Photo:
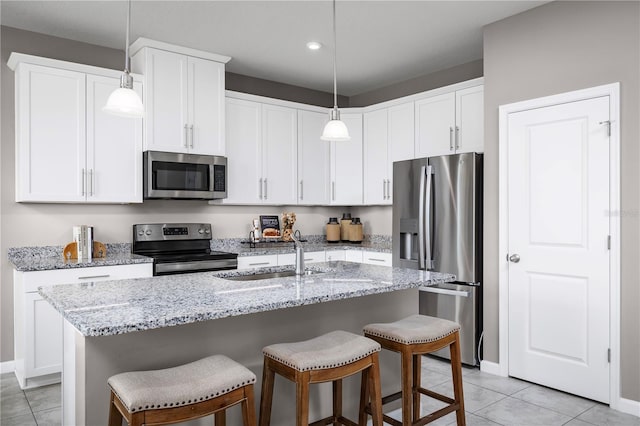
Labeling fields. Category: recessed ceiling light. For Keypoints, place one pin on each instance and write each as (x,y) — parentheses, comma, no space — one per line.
(314,45)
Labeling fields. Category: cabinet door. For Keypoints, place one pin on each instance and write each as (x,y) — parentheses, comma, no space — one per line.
(114,147)
(279,155)
(314,171)
(435,125)
(50,134)
(244,154)
(166,101)
(375,157)
(43,354)
(206,106)
(470,120)
(346,163)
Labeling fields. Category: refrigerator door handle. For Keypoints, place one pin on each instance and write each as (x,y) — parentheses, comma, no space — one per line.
(421,218)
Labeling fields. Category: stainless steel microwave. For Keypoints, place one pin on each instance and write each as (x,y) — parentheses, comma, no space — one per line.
(170,175)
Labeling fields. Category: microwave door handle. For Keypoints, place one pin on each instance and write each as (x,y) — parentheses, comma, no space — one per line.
(421,219)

☆ ☆ ☆

◆ TASK TO CARRY OUT: Reproduce the records, all of them, word for word; omit the pictures.

◆ EXERCISE SOLUTION:
Photo:
Labeling fields. Category: recessed ceiling light. For Keypoints, place one pin on each instance and write each as (x,y) — parentheses, comma, no space — one per line.
(314,45)
Labeling fields. Category: cabinet door. For Keypoints, place one pin on each instance and write each as (x,y) — parentheses, comma, no space — one per line.
(114,147)
(279,155)
(314,171)
(435,125)
(50,134)
(244,154)
(166,101)
(375,157)
(43,354)
(206,106)
(470,120)
(346,163)
Labeling fields. Category: refrigerator door handle. For Keypoints, place one pin on each instance and write each as (x,y) — parentheses, comma, no space — one per line.
(421,218)
Labeling fields. Category: stainless steel microwave. For Keypoints, place one pin on each instance and write each as (x,y) — parentheses, comma, no space — one per line.
(170,175)
Labeling fields. Category: microwave door handle. For Keypoints, place one pin on each instance and write each as (x,y) — parentheses, comma, no space — one per line.
(421,219)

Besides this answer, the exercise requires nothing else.